**Jobs:**
A - In the excerpt on IRQ thread interference, which two IRQ threads might be interfering?
B - Duplicate the part of the excerpt on IRQ thread interference from "In the workqueue" to "simply be interfering.".
C - Decide whether each statement below agrees with the excerpt on IRQ thread interference, answering yes or no and quoting the words of the excerpt that settle it. (i) In the workqueue version, processing the events interfered with retrieving the I2C values. (ii) The writer wonders whether the priority of the IRQ thread is interfering with the data. (iii) The writer asks for confirmation that a patch removes the jumps.

**Selected passage:**
Despite libinput having issues has reported by Peter, I wonder if the
priority of the IRQ thread isn't the one interfering with the data here.
In the workqueue version, the processing of the events didn't interfere
with the retrieval of the I2C values. But with the IRQ thread, we might
be delaying the retrieval of the values, and we might not be reading the
correct value at the right time (oversimplifying it, but I think you get
the gist of it). The 2 IRQ threads from I2C to read the data and the
other one from RMI4 might simply be interfering.

I am sure you have something equivalent in your tree, but could you
confirm that the following patch removes the jumps?

**Provided information:**
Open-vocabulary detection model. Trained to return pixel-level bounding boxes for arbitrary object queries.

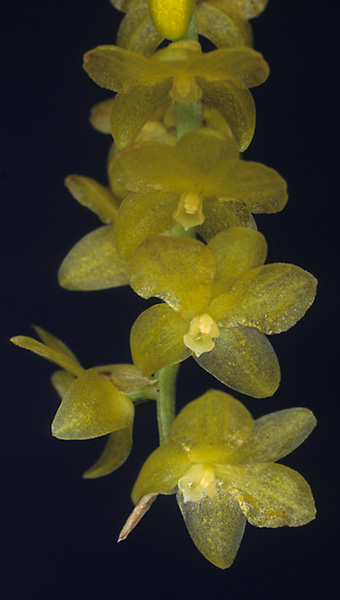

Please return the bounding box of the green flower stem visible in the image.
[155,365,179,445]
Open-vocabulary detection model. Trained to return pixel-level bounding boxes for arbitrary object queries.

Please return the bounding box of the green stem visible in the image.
--
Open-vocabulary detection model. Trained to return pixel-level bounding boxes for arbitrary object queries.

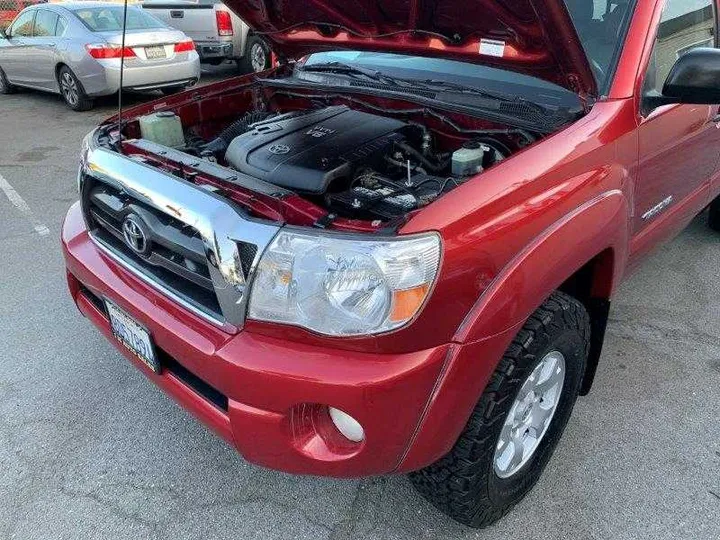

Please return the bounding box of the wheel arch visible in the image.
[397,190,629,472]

**Written answers:**
A - The one from I2C that reads the data and the other one from RMI4.

B -
In the workqueue version, the processing of the events didn't interfere
with the retrieval of the I2C values. But with the IRQ thread, we might
be delaying the retrieval of the values, and we might not be reading the
correct value at the right time (oversimplifying it, but I think you get
the gist of it). The 2 IRQ threads from I2C to read the data and the
other one from RMI4 might simply be interfering.

C -
(i) No: "In the workqueue version, the processing of the events didn't interfere with the retrieval of the I2C values."
(ii) Yes: "I wonder if the priority of the IRQ thread isn't the one interfering with the data here."
(iii) Yes: "could you confirm that the following patch removes the jumps?"